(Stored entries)
######

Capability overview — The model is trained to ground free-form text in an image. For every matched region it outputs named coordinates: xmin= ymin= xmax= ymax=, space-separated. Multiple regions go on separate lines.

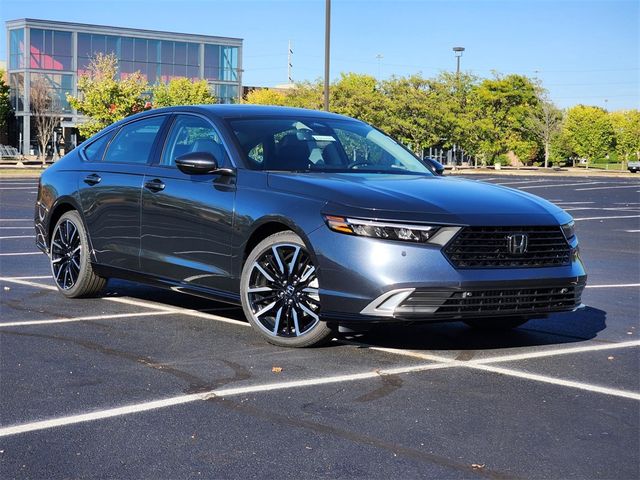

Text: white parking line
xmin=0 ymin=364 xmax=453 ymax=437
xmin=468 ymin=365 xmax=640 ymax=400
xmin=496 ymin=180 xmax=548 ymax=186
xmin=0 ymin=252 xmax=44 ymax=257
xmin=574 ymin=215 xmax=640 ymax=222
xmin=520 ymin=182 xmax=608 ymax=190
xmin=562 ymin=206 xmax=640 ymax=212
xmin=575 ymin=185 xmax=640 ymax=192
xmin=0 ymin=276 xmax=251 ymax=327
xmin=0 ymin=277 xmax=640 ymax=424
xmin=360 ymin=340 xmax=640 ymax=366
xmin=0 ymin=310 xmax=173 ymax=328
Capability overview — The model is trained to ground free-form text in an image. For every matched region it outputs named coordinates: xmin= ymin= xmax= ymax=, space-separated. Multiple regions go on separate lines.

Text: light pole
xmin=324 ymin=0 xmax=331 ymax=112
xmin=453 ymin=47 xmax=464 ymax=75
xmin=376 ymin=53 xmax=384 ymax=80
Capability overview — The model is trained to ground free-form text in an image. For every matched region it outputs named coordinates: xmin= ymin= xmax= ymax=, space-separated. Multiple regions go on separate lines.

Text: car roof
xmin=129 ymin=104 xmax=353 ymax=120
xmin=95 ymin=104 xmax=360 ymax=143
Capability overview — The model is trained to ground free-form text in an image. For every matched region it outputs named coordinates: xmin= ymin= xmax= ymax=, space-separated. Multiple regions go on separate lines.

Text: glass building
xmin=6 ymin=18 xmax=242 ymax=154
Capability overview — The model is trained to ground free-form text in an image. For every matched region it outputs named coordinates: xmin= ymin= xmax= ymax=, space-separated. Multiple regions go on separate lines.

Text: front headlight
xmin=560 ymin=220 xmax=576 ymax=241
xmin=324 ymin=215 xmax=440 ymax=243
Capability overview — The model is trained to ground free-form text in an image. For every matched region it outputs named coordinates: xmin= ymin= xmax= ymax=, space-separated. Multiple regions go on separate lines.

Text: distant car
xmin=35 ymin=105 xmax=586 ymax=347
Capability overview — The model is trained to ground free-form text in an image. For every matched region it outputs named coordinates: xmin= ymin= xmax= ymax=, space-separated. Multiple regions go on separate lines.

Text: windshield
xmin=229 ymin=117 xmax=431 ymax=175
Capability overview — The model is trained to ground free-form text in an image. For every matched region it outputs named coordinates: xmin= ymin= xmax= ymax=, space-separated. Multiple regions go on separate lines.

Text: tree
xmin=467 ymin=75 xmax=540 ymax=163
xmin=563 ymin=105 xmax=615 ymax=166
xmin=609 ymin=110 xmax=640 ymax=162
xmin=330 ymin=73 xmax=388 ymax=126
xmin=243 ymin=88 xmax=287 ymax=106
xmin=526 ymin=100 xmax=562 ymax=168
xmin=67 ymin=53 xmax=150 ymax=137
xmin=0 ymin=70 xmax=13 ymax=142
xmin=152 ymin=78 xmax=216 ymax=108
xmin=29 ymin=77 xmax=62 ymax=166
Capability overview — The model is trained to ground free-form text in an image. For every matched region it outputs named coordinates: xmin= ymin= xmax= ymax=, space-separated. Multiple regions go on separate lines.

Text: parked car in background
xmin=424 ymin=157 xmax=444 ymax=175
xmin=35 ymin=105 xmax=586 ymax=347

######

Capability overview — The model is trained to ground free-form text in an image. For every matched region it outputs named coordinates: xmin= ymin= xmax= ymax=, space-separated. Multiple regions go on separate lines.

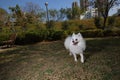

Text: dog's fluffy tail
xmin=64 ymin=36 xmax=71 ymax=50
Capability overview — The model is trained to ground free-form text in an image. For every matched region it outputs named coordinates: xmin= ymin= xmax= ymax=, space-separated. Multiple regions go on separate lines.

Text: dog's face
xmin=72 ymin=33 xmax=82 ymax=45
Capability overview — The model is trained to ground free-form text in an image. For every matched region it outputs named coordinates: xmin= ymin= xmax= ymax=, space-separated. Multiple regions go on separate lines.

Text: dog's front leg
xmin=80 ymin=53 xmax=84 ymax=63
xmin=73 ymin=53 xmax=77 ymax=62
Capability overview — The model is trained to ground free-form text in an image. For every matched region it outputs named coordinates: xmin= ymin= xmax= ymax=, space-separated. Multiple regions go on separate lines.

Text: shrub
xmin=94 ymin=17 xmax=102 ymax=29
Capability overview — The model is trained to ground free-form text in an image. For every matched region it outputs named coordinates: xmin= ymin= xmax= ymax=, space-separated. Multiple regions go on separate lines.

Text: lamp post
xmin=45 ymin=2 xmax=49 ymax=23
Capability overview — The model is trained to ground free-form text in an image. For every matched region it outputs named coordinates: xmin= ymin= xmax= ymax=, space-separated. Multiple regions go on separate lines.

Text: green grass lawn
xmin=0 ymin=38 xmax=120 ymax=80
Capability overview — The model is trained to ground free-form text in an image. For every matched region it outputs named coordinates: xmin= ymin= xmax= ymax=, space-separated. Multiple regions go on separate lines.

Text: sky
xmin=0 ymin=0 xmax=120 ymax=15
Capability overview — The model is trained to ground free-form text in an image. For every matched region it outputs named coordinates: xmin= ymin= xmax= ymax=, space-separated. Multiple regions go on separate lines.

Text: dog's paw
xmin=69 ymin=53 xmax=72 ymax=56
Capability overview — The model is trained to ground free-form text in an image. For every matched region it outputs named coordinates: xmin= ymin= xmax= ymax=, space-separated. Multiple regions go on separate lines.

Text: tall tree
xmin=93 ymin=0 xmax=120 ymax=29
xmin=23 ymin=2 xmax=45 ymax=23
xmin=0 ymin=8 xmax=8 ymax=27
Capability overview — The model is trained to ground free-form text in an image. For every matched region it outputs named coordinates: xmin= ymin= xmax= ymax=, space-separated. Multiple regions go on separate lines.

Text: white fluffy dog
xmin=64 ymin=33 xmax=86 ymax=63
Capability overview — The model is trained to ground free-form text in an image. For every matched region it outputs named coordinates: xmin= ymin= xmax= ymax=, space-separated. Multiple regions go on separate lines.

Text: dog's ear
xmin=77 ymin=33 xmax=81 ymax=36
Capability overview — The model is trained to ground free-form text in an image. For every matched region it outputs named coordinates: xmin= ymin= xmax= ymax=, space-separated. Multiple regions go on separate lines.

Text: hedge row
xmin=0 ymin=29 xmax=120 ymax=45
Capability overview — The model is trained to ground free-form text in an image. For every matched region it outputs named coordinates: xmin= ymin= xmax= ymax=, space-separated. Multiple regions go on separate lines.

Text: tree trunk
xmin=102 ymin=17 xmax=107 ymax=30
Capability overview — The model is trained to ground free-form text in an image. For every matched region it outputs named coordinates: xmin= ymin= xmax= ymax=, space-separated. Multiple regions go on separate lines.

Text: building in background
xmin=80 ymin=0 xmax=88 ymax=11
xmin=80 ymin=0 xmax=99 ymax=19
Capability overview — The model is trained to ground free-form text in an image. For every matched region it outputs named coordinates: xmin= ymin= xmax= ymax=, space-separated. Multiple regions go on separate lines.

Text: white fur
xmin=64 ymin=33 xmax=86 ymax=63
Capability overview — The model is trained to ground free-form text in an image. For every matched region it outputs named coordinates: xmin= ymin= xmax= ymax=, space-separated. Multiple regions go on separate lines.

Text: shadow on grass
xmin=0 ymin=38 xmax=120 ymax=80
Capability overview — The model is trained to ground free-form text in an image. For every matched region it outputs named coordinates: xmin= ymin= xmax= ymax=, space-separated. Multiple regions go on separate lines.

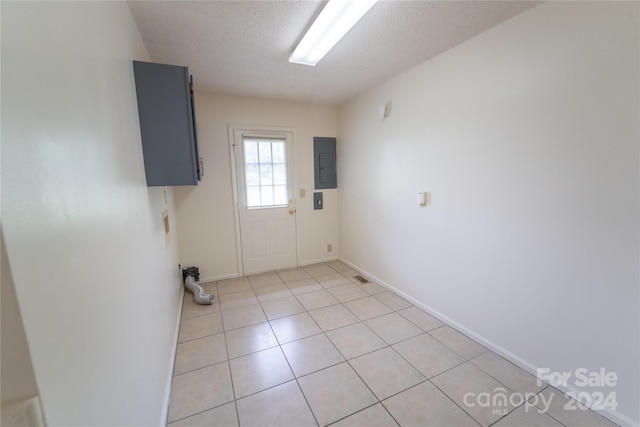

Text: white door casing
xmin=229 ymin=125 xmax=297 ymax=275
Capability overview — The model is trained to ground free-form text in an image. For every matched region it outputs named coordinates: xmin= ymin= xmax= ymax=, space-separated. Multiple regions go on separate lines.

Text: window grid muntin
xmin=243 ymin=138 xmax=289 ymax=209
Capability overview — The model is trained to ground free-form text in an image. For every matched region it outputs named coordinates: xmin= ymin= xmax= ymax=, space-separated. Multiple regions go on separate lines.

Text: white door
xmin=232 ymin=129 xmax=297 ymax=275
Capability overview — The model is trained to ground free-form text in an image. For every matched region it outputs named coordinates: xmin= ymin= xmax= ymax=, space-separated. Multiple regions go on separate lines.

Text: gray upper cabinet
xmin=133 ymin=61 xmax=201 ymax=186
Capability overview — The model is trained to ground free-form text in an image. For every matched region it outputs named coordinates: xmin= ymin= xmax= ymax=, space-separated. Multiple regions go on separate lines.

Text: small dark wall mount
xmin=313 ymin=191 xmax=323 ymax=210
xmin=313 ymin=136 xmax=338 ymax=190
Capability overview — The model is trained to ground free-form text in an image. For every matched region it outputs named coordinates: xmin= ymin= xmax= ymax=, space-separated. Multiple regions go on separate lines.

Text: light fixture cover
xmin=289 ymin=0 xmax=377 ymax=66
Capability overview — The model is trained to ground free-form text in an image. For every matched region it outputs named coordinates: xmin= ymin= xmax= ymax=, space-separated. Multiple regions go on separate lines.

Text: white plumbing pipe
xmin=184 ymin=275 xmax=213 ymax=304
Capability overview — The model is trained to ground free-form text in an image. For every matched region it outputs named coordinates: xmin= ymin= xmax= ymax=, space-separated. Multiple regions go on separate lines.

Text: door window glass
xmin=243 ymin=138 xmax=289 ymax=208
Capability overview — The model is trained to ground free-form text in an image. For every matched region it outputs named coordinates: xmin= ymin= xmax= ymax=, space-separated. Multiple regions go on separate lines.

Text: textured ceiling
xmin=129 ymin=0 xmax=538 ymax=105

######

How many lines of the entries above contain the word "building"? Reply with only the number.

Expected output: 2